● **Task to carry out**: Print every entry word for word, but omit the pictures.

══ Supplied records

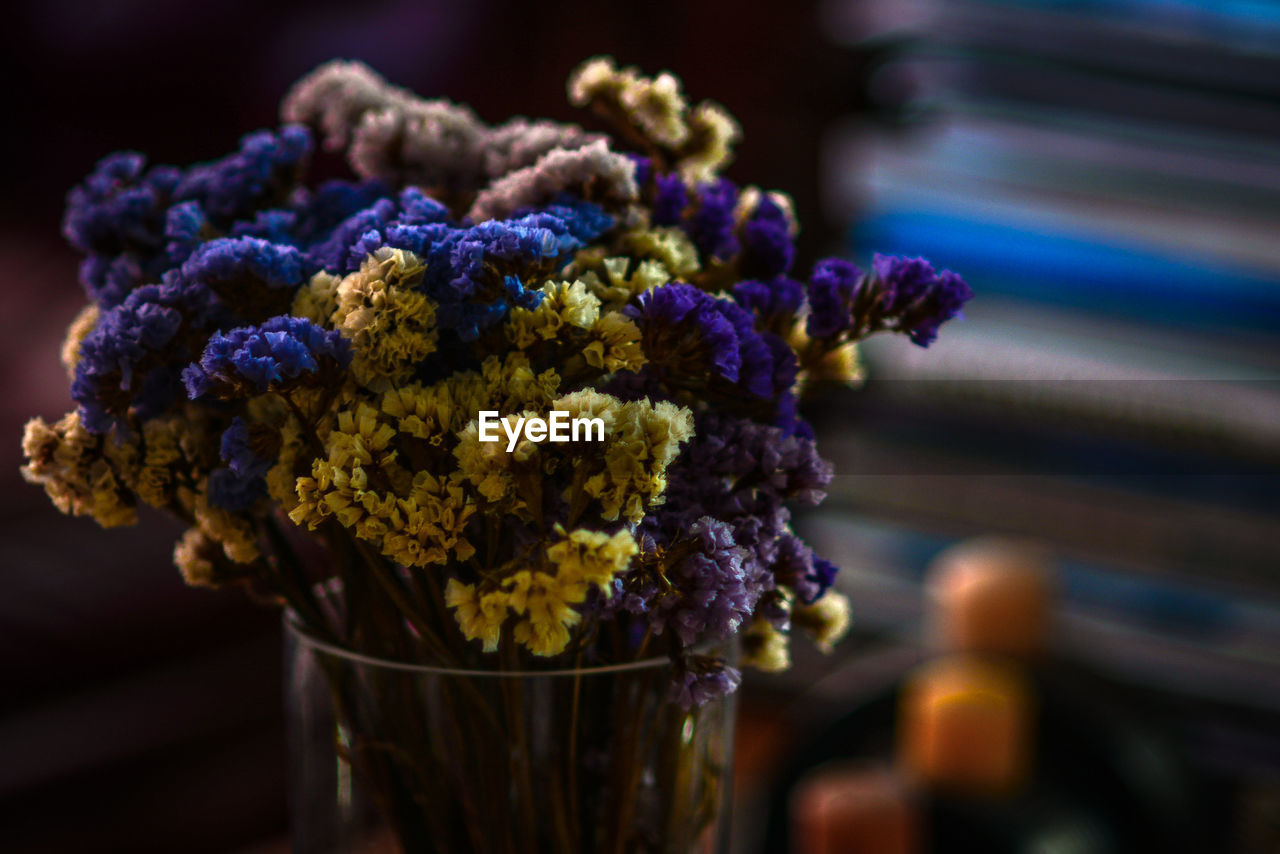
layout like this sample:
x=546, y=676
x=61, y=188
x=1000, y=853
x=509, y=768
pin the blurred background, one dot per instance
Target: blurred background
x=1105, y=173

════

● **Expected output**:
layout like this sample:
x=546, y=676
x=61, y=188
x=1000, y=853
x=509, y=768
pin the blurred background, one dot per instance
Target: blurred background
x=1105, y=173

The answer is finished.